Yapılacak İş → Aşağıdaki kayıtların tüm satırlarını, boş olanları atlayarak, "Sıra" ve "Satır" sütunlarından oluşan bir Markdown tablosu olarak düzenleyin. "Sıra" sütununa satırın numarasını, "Satır" sütununa da satırın kendisini yazın.

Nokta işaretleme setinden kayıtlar

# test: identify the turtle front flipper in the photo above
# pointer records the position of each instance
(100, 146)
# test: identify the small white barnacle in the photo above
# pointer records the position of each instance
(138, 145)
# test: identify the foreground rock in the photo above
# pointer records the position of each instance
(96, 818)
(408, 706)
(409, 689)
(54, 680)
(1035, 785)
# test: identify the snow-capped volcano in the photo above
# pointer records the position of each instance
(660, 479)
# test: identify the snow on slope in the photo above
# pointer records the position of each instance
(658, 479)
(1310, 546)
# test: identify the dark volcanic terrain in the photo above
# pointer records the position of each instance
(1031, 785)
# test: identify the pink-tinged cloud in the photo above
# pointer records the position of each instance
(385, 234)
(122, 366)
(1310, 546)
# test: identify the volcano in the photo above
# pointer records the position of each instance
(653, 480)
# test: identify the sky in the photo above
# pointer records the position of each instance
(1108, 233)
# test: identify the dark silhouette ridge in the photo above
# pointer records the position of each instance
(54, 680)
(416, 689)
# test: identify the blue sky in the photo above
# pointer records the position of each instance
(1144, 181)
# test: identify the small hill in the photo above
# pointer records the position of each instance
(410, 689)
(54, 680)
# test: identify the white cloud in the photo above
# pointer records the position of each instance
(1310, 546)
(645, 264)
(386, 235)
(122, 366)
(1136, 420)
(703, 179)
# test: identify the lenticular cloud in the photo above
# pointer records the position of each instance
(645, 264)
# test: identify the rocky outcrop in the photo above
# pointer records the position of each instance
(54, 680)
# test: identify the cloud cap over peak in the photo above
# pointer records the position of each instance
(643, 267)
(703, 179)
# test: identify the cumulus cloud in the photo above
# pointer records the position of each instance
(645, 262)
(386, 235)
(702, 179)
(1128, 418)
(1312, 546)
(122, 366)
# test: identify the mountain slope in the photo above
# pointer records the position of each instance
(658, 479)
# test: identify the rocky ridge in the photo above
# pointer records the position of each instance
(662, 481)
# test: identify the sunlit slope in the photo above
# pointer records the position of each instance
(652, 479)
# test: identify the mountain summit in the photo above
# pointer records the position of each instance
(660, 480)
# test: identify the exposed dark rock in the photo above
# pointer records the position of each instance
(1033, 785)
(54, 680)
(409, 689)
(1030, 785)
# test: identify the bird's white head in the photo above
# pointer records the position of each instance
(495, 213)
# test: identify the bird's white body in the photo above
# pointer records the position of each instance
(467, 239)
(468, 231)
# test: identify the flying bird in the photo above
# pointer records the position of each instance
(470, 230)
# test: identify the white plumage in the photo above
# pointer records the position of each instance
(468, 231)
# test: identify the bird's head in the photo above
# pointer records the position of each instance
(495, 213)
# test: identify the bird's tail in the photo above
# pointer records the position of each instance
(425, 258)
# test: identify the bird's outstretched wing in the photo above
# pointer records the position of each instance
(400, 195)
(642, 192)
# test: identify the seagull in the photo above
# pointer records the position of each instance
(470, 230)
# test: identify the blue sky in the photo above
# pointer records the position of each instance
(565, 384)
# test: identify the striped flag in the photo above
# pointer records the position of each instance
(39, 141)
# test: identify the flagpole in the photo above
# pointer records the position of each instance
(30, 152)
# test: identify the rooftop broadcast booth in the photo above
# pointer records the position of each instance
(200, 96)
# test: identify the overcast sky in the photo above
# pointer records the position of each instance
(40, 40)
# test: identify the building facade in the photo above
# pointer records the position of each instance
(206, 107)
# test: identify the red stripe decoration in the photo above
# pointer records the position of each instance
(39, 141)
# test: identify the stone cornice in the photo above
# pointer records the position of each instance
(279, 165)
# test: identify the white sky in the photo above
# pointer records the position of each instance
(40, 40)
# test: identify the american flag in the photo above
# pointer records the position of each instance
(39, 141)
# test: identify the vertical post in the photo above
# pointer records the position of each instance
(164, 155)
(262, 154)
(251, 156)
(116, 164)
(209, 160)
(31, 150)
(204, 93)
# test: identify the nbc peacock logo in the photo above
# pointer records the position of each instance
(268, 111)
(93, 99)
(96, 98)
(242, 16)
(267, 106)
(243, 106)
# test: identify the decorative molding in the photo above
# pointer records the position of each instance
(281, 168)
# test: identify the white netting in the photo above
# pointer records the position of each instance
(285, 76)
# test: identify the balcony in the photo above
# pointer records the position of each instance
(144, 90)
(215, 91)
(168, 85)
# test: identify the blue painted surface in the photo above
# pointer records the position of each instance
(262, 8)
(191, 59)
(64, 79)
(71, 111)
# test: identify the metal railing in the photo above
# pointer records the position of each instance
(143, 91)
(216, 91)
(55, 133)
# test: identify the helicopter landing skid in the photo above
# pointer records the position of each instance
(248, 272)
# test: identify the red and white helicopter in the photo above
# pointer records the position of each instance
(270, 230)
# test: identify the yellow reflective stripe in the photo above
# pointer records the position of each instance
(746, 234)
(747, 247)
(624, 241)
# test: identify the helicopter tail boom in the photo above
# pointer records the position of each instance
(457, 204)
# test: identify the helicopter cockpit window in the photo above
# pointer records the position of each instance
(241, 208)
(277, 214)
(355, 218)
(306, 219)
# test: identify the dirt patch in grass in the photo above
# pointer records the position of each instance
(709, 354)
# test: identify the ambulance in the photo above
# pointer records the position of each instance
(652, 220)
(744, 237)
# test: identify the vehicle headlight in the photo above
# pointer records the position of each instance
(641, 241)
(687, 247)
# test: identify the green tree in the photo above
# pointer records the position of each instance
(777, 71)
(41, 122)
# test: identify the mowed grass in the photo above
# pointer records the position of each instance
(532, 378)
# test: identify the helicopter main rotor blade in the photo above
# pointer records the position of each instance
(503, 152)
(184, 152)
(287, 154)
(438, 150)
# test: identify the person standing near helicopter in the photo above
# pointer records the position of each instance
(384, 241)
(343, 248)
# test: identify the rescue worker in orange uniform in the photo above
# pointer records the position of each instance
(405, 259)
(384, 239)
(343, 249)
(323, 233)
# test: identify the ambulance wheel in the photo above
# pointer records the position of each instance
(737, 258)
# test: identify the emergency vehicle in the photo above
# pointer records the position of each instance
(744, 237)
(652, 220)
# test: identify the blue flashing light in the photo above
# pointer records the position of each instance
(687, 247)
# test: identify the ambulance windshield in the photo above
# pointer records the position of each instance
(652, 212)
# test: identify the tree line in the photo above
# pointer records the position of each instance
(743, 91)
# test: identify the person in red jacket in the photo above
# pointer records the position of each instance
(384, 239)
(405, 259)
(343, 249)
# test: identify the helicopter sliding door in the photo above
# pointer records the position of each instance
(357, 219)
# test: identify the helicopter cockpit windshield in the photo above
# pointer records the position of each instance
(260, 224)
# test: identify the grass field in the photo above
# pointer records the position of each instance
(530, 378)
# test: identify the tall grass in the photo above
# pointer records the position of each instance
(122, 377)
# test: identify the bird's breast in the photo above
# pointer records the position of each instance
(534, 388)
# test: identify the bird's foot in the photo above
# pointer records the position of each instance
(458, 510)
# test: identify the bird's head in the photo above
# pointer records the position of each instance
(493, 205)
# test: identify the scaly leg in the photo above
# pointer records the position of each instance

Görev Sonucu →
| Sıra | Satır |
|---|---|
| 1 | # test: identify the turtle front flipper in the photo above |
| 2 | # pointer records the position of each instance |
| 3 | (100, 146) |
| 4 | # test: identify the small white barnacle in the photo above |
| 5 | # pointer records the position of each instance |
| 6 | (138, 145) |
| 7 | # test: identify the foreground rock in the photo above |
| 8 | # pointer records the position of each instance |
| 9 | (96, 818) |
| 10 | (408, 706) |
| 11 | (409, 689) |
| 12 | (54, 680) |
| 13 | (1035, 785) |
| 14 | # test: identify the snow-capped volcano in the photo above |
| 15 | # pointer records the position of each instance |
| 16 | (660, 479) |
| 17 | # test: identify the snow on slope in the photo above |
| 18 | # pointer records the position of each instance |
| 19 | (658, 479) |
| 20 | (1310, 546) |
| 21 | # test: identify the dark volcanic terrain in the photo above |
| 22 | # pointer records the position of each instance |
| 23 | (1031, 785) |
| 24 | # test: identify the pink-tinged cloud in the photo above |
| 25 | # pointer records the position of each instance |
| 26 | (385, 234) |
| 27 | (122, 366) |
| 28 | (1310, 546) |
| 29 | # test: identify the volcano in the photo above |
| 30 | # pointer records the position of each instance |
| 31 | (653, 480) |
| 32 | # test: identify the sky in the photo above |
| 33 | # pointer records the position of each instance |
| 34 | (1108, 233) |
| 35 | # test: identify the dark silhouette ridge in the photo above |
| 36 | # pointer records the position of each instance |
| 37 | (54, 680) |
| 38 | (416, 689) |
| 39 | # test: identify the blue sky in the photo above |
| 40 | # pointer records the position of each instance |
| 41 | (1144, 181) |
| 42 | # test: identify the small hill in the photo above |
| 43 | # pointer records the position of each instance |
| 44 | (410, 689) |
| 45 | (54, 680) |
| 46 | # test: identify the white cloud in the photo above |
| 47 | # pointer records the position of each instance |
| 48 | (1310, 546) |
| 49 | (645, 264) |
| 50 | (386, 235) |
| 51 | (122, 366) |
| 52 | (1136, 420) |
| 53 | (703, 179) |
| 54 | # test: identify the lenticular cloud in the photo above |
| 55 | # pointer records the position of each instance |
| 56 | (645, 264) |
| 57 | # test: identify the rocky outcrop in the photo above |
| 58 | # pointer records the position of each instance |
| 59 | (54, 680) |
| 60 | # test: identify the cloud cap over peak in the photo above |
| 61 | # pointer records the position of each instance |
| 62 | (643, 267) |
| 63 | (703, 179) |
| 64 | # test: identify the cumulus cloud in the photo above |
| 65 | # pointer records the position of each instance |
| 66 | (645, 262) |
| 67 | (386, 235) |
| 68 | (702, 179) |
| 69 | (1128, 418) |
| 70 | (1312, 546) |
| 71 | (122, 366) |
| 72 | # test: identify the mountain slope in the photo above |
| 73 | # pointer records the position of each instance |
| 74 | (658, 479) |
| 75 | # test: identify the rocky ridge in the photo above |
| 76 | # pointer records the position of each instance |
| 77 | (662, 481) |
| 78 | # test: identify the sunlit slope in the photo above |
| 79 | # pointer records the position of each instance |
| 80 | (652, 479) |
| 81 | # test: identify the mountain summit in the photo above |
| 82 | # pointer records the position of each instance |
| 83 | (660, 480) |
| 84 | # test: identify the exposed dark rock in the photo above |
| 85 | # pointer records the position of each instance |
| 86 | (1033, 785) |
| 87 | (54, 680) |
| 88 | (409, 689) |
| 89 | (1030, 785) |
| 90 | # test: identify the bird's white head in the photo above |
| 91 | # pointer records the position of each instance |
| 92 | (495, 213) |
| 93 | # test: identify the bird's white body in the photo above |
| 94 | # pointer records the position of each instance |
| 95 | (467, 239) |
| 96 | (468, 231) |
| 97 | # test: identify the flying bird in the photo above |
| 98 | # pointer records the position of each instance |
| 99 | (470, 230) |
| 100 | # test: identify the white plumage in the photo above |
| 101 | # pointer records the position of each instance |
| 102 | (468, 231) |
| 103 | # test: identify the bird's head in the photo above |
| 104 | # pointer records the position of each instance |
| 105 | (495, 213) |
| 106 | # test: identify the bird's tail in the photo above |
| 107 | # pointer records the position of each instance |
| 108 | (425, 258) |
| 109 | # test: identify the bird's outstretched wing in the photo above |
| 110 | # pointer records the position of each instance |
| 111 | (400, 195) |
| 112 | (642, 192) |
| 113 | # test: identify the seagull in the photo above |
| 114 | # pointer records the position of each instance |
| 115 | (470, 230) |
| 116 | # test: identify the blue sky in the photo above |
| 117 | # pointer records the position of each instance |
| 118 | (565, 384) |
| 119 | # test: identify the striped flag in the photo above |
| 120 | # pointer records the position of each instance |
| 121 | (39, 141) |
| 122 | # test: identify the flagpole in the photo above |
| 123 | # pointer records the position of each instance |
| 124 | (30, 152) |
| 125 | # test: identify the rooftop broadcast booth in the photo above |
| 126 | # pointer records the position of each instance |
| 127 | (200, 96) |
| 128 | # test: identify the overcast sky in the photo above |
| 129 | # pointer records the position of each instance |
| 130 | (40, 40) |
| 131 | # test: identify the building facade in the photo above |
| 132 | # pointer records the position of each instance |
| 133 | (206, 107) |
| 134 | # test: identify the red stripe decoration in the photo above |
| 135 | # pointer records the position of each instance |
| 136 | (39, 141) |
| 137 | # test: identify the stone cornice in the photo above |
| 138 | # pointer records the position of each instance |
| 139 | (279, 165) |
| 140 | # test: identify the white sky in the photo above |
| 141 | # pointer records the position of each instance |
| 142 | (40, 40) |
| 143 | # test: identify the american flag in the photo above |
| 144 | # pointer records the position of each instance |
| 145 | (39, 141) |
| 146 | # test: identify the vertical post in the photo above |
| 147 | # pointer records the position of each instance |
| 148 | (164, 155) |
| 149 | (262, 154) |
| 150 | (251, 156) |
| 151 | (116, 164) |
| 152 | (209, 160) |
| 153 | (31, 150) |
| 154 | (204, 93) |
| 155 | # test: identify the nbc peacock logo in the photo above |
| 156 | # pointer records the position of each instance |
| 157 | (268, 111) |
| 158 | (93, 99) |
| 159 | (96, 98) |
| 160 | (242, 16) |
| 161 | (267, 106) |
| 162 | (243, 106) |
| 163 | # test: identify the decorative molding in the photo above |
| 164 | # pointer records the position of each instance |
| 165 | (281, 168) |
| 166 | # test: identify the white netting in the photo above |
| 167 | # pointer records the position of each instance |
| 168 | (285, 76) |
| 169 | # test: identify the balcony in the photo above |
| 170 | # pointer records the position of each instance |
| 171 | (144, 90) |
| 172 | (215, 91) |
| 173 | (168, 85) |
| 174 | # test: identify the blue painted surface in the photo above |
| 175 | # pointer records the position of each instance |
| 176 | (262, 8) |
| 177 | (191, 59) |
| 178 | (64, 79) |
| 179 | (71, 111) |
| 180 | # test: identify the metal railing in the photo above |
| 181 | # pointer records the position of each instance |
| 182 | (143, 91) |
| 183 | (216, 91) |
| 184 | (55, 133) |
| 185 | # test: identify the helicopter landing skid in the photo above |
| 186 | # pointer records the position of each instance |
| 187 | (248, 272) |
| 188 | # test: identify the red and white helicopter in the photo above |
| 189 | # pointer records the position of each instance |
| 190 | (270, 230) |
| 191 | # test: identify the yellow reflective stripe in the photo above |
| 192 | # pointer records the position of each instance |
| 193 | (746, 234) |
| 194 | (747, 247) |
| 195 | (624, 241) |
| 196 | # test: identify the helicopter tail boom in the photo above |
| 197 | # pointer records the position of each instance |
| 198 | (457, 204) |
| 199 | # test: identify the helicopter cockpit window in the photo above |
| 200 | # pointer records the position of each instance |
| 201 | (241, 208) |
| 202 | (277, 214) |
| 203 | (355, 218) |
| 204 | (306, 219) |
| 205 | # test: identify the dirt patch in grass in the photo above |
| 206 | # pointer records the position of each instance |
| 207 | (709, 354) |
| 208 | # test: identify the ambulance in the photo above |
| 209 | # pointer records the position of each instance |
| 210 | (652, 220) |
| 211 | (744, 237) |
| 212 | # test: identify the vehicle headlight in the photo above |
| 213 | # pointer records the position of each instance |
| 214 | (641, 241) |
| 215 | (687, 247) |
| 216 | # test: identify the green tree in the photo above |
| 217 | # pointer records the position of each instance |
| 218 | (777, 71) |
| 219 | (41, 122) |
| 220 | # test: identify the mowed grass in the photo above |
| 221 | # pointer records the position of each instance |
| 222 | (532, 378) |
| 223 | # test: identify the helicopter main rotor blade in the photo above |
| 224 | # pointer records the position of each instance |
| 225 | (503, 152) |
| 226 | (184, 152) |
| 227 | (287, 154) |
| 228 | (438, 150) |
| 229 | # test: identify the person standing near helicopter in the photo above |
| 230 | # pointer records the position of each instance |
| 231 | (384, 241) |
| 232 | (343, 248) |
| 233 | # test: identify the rescue worker in orange uniform in the photo above |
| 234 | # pointer records the position of each instance |
| 235 | (405, 259) |
| 236 | (384, 239) |
| 237 | (343, 249) |
| 238 | (323, 233) |
| 239 | # test: identify the ambulance wheel in the photo above |
| 240 | # pointer records the position of each instance |
| 241 | (737, 258) |
| 242 | # test: identify the emergency vehicle in the photo above |
| 243 | # pointer records the position of each instance |
| 244 | (744, 237) |
| 245 | (652, 220) |
| 246 | # test: identify the blue flashing light in the photo above |
| 247 | # pointer records the position of each instance |
| 248 | (687, 247) |
| 249 | # test: identify the ambulance windshield in the photo above |
| 250 | # pointer records the position of each instance |
| 251 | (652, 212) |
| 252 | # test: identify the tree line in the photo above |
| 253 | # pointer records the position of each instance |
| 254 | (743, 91) |
| 255 | # test: identify the person in red jacket in the photo above |
| 256 | # pointer records the position of each instance |
| 257 | (384, 239) |
| 258 | (405, 259) |
| 259 | (343, 249) |
| 260 | # test: identify the helicopter sliding door in the photo above |
| 261 | # pointer records the position of each instance |
| 262 | (357, 219) |
| 263 | # test: identify the helicopter cockpit windshield in the photo above |
| 264 | # pointer records the position of each instance |
| 265 | (260, 224) |
| 266 | # test: identify the grass field in the photo above |
| 267 | # pointer records the position of each instance |
| 268 | (530, 378) |
| 269 | # test: identify the tall grass in the photo above |
| 270 | # pointer records the position of each instance |
| 271 | (122, 377) |
| 272 | # test: identify the bird's breast in the photo above |
| 273 | # pointer records the position of each instance |
| 274 | (534, 388) |
| 275 | # test: identify the bird's foot in the photo above |
| 276 | # pointer records the position of each instance |
| 277 | (458, 510) |
| 278 | # test: identify the bird's head in the photo above |
| 279 | # pointer records the position of each instance |
| 280 | (493, 205) |
| 281 | # test: identify the scaly leg in the photo above |
| 282 | # pointer records the position of each instance |